■ **Required action**:
Your task is to transcribe exactly, and only, the lines running from the one with "208L270 218L259 222L255" to the end of the listing below, inclusive, with every picture left out.

■ **Supplied material**:

********

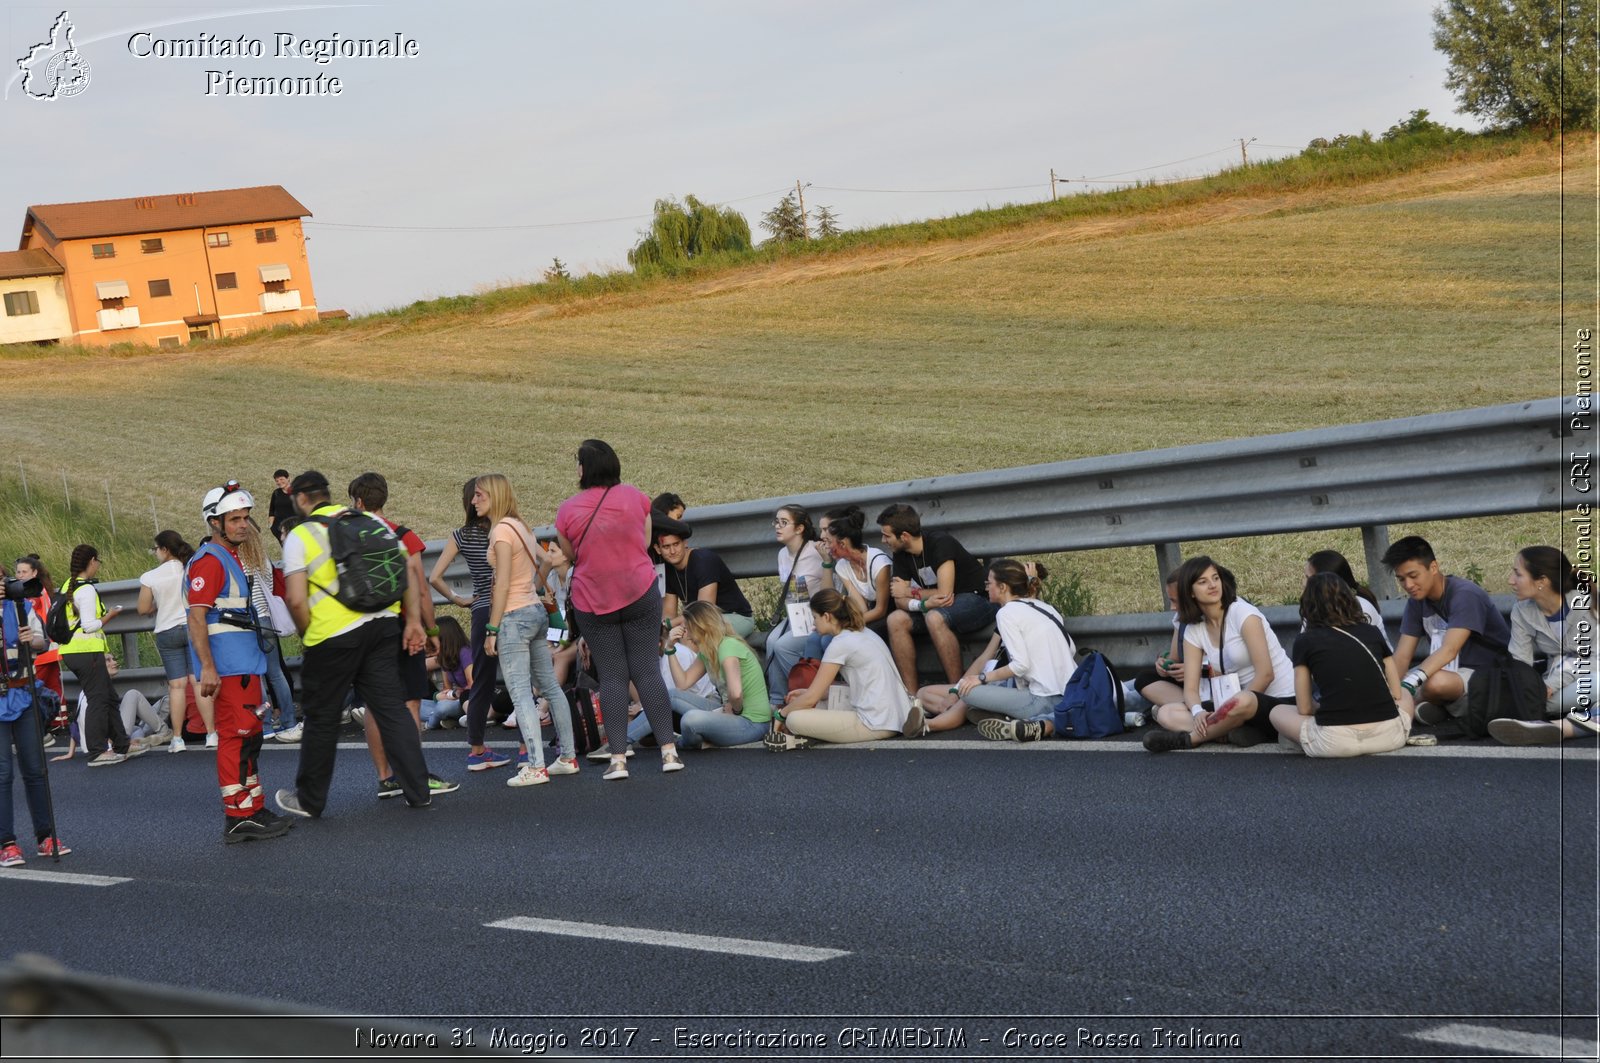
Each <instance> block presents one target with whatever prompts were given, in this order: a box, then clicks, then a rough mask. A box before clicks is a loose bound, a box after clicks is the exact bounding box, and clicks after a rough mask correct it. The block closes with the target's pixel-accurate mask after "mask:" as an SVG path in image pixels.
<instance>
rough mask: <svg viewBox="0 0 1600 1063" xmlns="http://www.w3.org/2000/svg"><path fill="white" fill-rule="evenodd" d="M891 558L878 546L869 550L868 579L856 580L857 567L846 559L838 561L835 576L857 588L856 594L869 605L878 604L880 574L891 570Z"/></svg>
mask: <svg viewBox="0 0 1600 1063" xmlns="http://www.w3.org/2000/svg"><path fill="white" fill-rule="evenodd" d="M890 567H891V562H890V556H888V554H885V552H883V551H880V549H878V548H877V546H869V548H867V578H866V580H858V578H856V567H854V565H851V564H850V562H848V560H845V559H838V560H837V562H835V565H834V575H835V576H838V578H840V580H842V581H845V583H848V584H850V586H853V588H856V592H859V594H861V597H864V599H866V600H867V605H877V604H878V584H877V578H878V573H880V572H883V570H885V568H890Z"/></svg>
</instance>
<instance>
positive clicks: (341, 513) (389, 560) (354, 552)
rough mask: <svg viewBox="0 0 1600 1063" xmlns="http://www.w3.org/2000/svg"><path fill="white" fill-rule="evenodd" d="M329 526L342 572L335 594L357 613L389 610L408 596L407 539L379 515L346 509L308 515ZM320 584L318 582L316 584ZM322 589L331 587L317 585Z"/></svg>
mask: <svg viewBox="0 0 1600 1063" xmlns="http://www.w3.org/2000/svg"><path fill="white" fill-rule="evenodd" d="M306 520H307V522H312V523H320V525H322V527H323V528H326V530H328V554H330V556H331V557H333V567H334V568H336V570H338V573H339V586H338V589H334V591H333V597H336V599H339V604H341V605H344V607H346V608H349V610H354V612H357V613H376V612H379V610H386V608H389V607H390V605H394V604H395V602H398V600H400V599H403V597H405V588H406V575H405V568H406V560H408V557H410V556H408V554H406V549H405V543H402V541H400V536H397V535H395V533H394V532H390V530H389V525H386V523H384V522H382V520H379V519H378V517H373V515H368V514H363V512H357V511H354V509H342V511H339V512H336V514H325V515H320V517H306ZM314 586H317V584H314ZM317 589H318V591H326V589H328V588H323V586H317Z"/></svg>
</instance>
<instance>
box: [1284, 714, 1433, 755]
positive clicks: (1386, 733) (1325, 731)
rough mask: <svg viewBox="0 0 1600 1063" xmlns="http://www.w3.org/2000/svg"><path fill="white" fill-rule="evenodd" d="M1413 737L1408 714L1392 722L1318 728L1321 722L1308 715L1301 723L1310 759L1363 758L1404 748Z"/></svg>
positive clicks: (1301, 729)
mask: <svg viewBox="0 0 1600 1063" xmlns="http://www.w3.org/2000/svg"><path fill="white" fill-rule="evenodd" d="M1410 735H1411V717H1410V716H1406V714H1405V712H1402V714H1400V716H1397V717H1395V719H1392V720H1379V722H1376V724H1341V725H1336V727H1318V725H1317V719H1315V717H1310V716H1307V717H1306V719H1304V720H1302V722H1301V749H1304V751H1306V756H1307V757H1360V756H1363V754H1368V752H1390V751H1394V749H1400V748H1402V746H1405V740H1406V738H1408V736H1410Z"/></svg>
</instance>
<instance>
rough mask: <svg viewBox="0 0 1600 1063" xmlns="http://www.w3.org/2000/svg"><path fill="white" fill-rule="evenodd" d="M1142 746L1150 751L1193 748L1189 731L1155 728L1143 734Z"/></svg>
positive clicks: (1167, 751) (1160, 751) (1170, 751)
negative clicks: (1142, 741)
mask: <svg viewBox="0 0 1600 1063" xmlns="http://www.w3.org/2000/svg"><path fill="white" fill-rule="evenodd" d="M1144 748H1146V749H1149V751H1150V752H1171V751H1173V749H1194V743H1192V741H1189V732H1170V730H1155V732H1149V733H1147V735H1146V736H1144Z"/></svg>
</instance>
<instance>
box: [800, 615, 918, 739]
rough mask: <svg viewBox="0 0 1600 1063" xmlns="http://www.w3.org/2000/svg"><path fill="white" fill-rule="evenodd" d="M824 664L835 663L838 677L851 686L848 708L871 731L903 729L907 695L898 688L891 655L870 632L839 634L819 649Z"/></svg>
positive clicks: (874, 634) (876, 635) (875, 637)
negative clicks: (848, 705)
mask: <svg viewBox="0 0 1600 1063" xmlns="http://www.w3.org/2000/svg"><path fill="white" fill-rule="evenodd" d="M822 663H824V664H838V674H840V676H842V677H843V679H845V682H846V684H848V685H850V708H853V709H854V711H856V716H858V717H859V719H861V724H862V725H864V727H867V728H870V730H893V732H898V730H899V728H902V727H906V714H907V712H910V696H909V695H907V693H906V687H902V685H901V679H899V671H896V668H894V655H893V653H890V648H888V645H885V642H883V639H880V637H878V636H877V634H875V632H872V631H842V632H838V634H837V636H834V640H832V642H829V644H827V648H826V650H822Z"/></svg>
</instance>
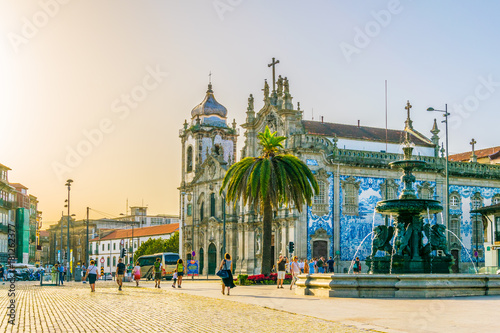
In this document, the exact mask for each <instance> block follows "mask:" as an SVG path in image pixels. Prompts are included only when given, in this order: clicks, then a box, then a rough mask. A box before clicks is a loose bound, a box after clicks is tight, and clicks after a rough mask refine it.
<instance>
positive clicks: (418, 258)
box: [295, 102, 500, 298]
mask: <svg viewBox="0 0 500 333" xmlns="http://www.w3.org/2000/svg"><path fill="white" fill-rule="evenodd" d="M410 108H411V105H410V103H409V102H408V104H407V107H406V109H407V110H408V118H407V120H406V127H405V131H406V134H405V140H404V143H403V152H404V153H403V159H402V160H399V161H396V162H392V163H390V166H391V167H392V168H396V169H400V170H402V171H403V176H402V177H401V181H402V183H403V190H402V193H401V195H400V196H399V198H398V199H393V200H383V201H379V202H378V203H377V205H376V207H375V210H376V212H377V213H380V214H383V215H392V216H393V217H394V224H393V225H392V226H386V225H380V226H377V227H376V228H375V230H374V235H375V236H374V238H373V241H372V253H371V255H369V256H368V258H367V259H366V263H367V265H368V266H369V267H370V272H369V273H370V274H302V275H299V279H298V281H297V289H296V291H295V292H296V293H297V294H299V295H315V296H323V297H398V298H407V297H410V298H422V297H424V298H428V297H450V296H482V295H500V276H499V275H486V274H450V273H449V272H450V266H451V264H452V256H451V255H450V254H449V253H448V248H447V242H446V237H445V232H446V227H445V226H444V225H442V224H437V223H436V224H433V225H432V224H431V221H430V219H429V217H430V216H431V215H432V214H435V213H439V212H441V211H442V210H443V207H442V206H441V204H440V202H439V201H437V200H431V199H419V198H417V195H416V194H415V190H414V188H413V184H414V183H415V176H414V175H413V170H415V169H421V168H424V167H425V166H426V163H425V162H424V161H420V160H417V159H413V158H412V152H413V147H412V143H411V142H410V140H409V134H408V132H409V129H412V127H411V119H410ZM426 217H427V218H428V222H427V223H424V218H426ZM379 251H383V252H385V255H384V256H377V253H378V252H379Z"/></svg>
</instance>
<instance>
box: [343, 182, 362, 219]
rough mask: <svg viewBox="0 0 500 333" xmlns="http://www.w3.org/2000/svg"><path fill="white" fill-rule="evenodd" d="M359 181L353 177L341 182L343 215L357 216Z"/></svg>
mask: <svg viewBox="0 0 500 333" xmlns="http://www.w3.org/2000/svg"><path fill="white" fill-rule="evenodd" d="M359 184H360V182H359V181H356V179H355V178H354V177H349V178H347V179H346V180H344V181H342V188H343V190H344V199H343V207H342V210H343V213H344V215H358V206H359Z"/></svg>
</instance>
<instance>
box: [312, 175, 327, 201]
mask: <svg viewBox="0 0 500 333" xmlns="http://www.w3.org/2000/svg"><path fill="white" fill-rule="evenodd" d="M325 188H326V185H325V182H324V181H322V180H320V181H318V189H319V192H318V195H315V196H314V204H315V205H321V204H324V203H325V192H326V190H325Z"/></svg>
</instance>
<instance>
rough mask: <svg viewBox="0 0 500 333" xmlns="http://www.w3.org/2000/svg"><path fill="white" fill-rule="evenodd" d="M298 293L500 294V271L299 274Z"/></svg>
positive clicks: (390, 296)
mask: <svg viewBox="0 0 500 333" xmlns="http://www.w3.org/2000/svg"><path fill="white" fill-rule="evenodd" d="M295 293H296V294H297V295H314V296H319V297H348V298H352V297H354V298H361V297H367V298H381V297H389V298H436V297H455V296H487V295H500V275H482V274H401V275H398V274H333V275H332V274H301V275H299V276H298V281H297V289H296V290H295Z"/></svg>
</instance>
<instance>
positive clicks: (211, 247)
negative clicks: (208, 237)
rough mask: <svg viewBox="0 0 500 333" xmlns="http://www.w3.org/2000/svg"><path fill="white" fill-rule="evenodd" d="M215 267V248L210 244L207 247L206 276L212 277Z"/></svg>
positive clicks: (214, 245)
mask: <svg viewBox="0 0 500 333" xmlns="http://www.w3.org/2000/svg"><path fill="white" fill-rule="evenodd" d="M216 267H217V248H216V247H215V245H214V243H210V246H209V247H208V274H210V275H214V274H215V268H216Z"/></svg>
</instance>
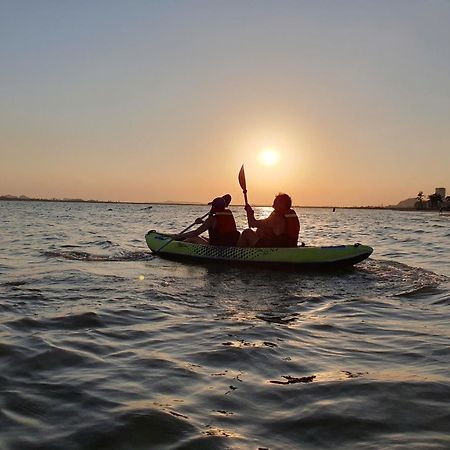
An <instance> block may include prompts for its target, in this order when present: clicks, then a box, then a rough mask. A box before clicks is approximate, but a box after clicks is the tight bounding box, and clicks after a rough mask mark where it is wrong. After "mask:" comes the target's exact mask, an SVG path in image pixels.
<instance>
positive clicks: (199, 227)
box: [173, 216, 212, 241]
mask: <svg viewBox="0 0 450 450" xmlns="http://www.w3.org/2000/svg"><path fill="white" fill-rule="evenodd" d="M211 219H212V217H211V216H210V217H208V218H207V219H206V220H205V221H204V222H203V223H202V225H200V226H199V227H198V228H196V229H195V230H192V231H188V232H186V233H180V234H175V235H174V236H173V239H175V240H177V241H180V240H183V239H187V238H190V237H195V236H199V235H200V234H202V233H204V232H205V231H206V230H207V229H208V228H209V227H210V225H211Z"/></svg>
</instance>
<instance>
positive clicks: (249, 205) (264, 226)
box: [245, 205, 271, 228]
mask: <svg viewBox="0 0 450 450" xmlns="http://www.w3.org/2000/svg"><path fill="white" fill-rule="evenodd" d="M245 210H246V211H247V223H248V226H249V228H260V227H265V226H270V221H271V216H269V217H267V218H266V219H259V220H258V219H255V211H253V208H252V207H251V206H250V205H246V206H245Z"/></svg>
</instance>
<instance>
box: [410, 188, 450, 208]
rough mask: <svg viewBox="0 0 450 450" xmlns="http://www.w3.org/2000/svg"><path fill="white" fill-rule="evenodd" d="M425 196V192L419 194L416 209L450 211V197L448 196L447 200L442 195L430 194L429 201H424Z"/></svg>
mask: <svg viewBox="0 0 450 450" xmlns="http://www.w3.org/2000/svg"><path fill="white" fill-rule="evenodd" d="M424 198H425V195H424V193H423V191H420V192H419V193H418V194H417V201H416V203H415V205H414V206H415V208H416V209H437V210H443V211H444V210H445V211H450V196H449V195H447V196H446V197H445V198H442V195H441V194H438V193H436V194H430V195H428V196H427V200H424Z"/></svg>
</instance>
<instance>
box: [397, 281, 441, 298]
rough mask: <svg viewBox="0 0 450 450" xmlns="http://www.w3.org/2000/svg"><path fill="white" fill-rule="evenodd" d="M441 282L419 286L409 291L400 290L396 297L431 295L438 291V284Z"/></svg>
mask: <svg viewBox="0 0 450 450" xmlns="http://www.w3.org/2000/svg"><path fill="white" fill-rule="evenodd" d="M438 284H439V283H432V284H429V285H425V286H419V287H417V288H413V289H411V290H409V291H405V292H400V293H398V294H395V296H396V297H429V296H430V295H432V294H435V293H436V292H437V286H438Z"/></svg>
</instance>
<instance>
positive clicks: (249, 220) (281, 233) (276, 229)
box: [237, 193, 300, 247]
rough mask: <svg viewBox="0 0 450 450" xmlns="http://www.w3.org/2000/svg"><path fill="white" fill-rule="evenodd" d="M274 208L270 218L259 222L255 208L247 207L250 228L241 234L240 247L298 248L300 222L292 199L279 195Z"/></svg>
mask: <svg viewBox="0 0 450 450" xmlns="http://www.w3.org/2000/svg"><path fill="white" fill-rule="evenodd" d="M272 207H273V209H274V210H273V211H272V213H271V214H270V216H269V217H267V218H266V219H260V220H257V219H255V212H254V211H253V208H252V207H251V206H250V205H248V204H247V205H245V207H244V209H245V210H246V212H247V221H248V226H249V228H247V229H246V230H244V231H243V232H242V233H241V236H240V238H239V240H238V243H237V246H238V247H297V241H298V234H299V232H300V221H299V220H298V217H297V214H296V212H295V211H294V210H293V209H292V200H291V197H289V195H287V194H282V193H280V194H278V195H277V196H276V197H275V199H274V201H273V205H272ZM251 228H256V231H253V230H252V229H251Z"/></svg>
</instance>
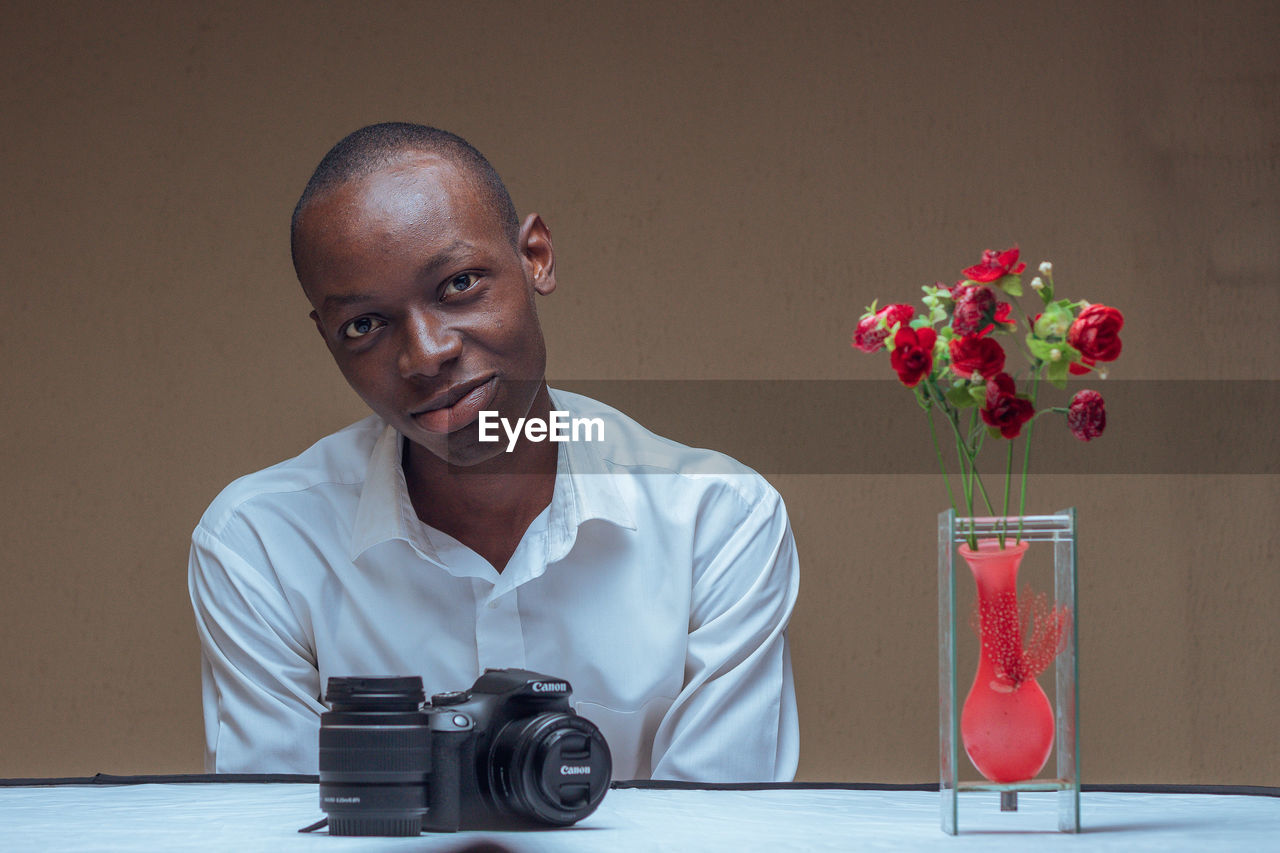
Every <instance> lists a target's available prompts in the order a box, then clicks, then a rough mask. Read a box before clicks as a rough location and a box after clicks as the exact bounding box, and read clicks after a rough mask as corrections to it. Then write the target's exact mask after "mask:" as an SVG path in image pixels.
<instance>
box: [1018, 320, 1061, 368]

********

■ **Task response**:
rough mask: <svg viewBox="0 0 450 450" xmlns="http://www.w3.org/2000/svg"><path fill="white" fill-rule="evenodd" d="M274 208L270 218L259 222L255 208L247 207L250 228L241 234L240 247L298 248L300 222L292 199L279 195Z"/></svg>
mask: <svg viewBox="0 0 450 450" xmlns="http://www.w3.org/2000/svg"><path fill="white" fill-rule="evenodd" d="M272 207H273V209H274V210H273V211H272V213H271V214H270V216H269V217H267V218H266V219H260V220H257V219H255V212H254V211H253V208H252V207H251V206H250V205H248V204H247V205H245V207H244V209H245V210H246V212H247V221H248V226H249V228H247V229H246V230H244V231H243V232H242V233H241V236H240V238H239V240H238V243H237V246H238V247H297V241H298V234H299V232H300V221H299V220H298V217H297V214H296V212H295V211H294V210H293V209H292V200H291V197H289V195H287V194H282V193H280V194H278V195H277V196H276V197H275V199H274V201H273V205H272ZM251 228H256V231H253V230H252V229H251Z"/></svg>
</instance>
Every <instance> lists a target's available prompts in the order a box, then clicks, then a rough mask. Read a box before clicks as a rough location and a box after clicks as the exact bounding box, and read clicks after a rough mask as corrections to it. Then write the target's exact mask after "mask:" as an SVG path in image pixels.
<instance>
box: [1018, 320, 1061, 368]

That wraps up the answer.